▶ **PROVIDED RECORDS**:
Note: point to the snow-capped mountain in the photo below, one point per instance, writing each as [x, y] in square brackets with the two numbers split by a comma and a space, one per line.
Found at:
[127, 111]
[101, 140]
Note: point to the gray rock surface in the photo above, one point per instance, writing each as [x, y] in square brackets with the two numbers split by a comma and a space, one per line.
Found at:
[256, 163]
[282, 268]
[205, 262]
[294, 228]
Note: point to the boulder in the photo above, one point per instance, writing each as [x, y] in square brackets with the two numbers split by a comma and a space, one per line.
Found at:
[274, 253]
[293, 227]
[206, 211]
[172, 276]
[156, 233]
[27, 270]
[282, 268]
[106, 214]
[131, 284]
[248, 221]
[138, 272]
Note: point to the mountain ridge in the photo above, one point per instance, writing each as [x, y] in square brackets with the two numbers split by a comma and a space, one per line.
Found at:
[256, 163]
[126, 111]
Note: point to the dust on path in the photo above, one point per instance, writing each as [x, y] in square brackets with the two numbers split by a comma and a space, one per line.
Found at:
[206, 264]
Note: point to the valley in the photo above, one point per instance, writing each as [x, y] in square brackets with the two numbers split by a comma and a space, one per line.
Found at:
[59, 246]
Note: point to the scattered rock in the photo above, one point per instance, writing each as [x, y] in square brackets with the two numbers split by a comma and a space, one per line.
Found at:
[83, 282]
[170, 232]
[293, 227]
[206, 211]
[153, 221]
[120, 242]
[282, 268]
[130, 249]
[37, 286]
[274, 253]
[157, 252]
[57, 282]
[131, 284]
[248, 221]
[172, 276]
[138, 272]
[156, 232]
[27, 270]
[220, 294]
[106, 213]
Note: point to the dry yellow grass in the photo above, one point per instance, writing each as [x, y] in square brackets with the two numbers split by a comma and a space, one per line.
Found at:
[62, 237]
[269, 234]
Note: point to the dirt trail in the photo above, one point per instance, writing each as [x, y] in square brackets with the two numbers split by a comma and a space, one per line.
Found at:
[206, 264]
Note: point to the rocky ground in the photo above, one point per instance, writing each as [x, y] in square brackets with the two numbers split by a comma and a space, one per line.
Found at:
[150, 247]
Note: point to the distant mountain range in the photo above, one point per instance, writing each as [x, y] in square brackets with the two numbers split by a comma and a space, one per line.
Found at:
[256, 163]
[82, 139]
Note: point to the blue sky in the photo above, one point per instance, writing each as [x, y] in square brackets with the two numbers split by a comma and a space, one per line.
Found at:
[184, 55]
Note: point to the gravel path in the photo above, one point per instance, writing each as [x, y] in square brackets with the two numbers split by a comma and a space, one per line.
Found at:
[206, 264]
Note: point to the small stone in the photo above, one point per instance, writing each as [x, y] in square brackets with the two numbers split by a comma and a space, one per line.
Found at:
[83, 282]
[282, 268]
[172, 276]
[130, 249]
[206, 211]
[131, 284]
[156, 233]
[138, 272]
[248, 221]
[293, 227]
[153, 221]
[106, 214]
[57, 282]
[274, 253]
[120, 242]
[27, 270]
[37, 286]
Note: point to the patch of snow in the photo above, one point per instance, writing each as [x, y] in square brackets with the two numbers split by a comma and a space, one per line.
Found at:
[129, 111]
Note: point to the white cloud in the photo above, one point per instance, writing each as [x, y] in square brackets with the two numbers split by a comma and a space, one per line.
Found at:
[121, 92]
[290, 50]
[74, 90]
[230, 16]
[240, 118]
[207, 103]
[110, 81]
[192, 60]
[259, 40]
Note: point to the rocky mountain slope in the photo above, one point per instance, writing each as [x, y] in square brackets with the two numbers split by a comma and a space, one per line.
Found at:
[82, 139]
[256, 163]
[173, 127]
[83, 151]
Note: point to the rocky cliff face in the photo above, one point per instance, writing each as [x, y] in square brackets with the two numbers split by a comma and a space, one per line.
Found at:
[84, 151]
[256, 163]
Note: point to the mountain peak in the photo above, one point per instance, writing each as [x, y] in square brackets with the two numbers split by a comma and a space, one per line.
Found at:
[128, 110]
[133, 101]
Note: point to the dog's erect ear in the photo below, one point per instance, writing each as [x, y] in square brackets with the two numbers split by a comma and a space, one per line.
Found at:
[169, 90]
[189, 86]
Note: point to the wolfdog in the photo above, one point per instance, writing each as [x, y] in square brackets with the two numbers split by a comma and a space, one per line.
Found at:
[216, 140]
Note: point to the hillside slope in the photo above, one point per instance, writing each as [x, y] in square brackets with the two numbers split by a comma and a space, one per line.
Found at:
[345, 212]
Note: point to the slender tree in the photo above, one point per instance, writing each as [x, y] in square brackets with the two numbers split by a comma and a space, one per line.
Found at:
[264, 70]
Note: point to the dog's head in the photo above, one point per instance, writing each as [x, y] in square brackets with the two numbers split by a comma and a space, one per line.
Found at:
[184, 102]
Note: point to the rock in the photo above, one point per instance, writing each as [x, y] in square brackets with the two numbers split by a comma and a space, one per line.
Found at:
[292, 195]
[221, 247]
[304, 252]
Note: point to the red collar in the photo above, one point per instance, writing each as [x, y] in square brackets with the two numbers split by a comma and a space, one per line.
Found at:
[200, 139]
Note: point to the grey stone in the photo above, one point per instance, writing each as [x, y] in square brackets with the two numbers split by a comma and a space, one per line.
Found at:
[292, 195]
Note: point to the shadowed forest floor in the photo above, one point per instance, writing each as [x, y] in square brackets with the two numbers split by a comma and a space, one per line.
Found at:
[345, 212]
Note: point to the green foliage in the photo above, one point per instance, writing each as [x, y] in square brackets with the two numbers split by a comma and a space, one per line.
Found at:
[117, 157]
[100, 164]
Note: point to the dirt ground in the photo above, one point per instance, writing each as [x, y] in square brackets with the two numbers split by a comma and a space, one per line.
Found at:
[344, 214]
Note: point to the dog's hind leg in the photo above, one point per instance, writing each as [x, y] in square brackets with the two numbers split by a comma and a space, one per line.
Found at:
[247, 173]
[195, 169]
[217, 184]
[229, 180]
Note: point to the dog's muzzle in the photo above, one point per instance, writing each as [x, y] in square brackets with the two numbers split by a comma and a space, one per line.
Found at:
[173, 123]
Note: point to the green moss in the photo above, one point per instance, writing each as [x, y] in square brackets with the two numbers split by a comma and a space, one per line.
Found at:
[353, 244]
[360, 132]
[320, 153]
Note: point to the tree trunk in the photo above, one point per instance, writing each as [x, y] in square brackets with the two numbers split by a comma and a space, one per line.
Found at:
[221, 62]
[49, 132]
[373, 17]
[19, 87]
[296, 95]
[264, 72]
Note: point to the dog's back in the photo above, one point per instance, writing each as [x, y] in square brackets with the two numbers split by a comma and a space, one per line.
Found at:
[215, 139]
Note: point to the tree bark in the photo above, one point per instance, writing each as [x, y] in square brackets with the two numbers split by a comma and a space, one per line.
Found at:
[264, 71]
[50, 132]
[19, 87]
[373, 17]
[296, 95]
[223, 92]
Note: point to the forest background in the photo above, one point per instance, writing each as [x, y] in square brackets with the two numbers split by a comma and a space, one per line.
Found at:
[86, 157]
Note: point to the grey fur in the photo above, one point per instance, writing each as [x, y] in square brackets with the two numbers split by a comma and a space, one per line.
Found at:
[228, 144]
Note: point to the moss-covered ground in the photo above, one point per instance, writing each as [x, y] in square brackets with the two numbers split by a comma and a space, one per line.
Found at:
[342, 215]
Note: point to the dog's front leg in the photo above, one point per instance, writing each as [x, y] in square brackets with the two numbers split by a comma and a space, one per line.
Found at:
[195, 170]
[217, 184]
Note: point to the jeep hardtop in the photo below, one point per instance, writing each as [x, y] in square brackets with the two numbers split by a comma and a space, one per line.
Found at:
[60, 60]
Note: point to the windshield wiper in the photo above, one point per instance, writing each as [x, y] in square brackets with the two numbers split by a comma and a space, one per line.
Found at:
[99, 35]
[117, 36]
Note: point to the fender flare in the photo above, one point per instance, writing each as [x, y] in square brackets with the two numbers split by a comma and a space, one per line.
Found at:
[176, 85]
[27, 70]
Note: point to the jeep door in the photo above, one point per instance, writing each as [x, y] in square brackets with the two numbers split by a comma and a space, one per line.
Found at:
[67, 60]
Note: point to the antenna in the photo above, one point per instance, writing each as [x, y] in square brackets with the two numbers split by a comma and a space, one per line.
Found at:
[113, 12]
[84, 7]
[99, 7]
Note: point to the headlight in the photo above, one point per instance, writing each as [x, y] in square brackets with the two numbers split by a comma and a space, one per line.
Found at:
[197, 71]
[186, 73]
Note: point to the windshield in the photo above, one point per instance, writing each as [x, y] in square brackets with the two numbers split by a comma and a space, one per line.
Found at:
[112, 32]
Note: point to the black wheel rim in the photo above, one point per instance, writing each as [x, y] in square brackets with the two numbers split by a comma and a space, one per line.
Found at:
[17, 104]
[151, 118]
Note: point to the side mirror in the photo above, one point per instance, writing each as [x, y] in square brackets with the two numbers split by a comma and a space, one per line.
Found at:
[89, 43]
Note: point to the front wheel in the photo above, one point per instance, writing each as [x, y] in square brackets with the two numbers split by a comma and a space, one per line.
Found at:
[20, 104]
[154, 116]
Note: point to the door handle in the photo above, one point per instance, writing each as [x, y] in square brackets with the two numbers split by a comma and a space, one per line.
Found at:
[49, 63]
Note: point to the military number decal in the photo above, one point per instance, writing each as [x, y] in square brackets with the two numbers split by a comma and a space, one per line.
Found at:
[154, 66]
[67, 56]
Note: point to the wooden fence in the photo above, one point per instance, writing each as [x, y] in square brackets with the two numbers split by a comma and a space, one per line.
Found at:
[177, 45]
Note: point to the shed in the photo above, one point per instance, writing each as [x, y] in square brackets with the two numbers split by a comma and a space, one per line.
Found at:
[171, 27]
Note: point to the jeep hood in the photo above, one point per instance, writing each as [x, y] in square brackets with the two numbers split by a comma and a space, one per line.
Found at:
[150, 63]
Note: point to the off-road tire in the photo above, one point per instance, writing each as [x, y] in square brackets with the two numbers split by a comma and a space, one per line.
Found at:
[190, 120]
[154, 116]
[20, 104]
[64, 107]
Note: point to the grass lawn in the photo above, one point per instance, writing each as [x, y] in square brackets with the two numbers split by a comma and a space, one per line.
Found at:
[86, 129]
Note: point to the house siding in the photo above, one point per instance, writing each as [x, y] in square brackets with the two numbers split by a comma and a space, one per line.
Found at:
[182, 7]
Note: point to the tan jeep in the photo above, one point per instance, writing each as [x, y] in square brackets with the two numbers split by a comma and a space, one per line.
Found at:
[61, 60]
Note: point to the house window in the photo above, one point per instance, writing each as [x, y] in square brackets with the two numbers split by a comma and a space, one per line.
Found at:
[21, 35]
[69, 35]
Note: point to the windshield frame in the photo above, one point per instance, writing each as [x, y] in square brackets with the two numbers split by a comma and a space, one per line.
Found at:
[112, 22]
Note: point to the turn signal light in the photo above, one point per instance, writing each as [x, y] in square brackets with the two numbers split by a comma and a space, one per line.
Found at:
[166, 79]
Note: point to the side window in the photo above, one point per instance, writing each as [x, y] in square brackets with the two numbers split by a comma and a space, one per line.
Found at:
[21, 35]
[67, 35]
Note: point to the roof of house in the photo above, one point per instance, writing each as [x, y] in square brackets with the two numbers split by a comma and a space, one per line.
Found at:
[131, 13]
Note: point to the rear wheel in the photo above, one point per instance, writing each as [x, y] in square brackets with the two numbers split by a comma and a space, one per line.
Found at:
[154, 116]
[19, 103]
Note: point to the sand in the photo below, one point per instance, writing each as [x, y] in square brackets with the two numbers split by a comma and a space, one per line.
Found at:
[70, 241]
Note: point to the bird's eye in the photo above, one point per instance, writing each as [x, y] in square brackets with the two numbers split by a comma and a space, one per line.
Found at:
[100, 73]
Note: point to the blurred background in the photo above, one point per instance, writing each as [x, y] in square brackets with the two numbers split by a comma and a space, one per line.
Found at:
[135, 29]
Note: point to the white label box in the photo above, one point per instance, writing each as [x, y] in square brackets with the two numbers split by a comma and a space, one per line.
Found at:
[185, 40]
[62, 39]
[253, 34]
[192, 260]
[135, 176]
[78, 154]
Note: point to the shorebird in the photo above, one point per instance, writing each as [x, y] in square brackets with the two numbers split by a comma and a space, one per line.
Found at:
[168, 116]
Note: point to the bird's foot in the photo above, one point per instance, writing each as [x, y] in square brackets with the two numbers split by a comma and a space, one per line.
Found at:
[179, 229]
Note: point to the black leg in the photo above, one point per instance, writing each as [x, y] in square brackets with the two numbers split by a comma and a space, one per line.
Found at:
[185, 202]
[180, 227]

▶ **PROBLEM TO SOLVE**: Provide every line from the material that contains the word "white".

▶ **REPLY**:
Note: point to the white cloud in the photo above, one point per instance, writing each as [x, y] in square brackets with the two numbers split by a comma and a space, one per line.
Note: point to the white label box in the photo above, one point per instance, writing each as [x, y] in square brackets with the two numbers split by a comma and a space, one per line.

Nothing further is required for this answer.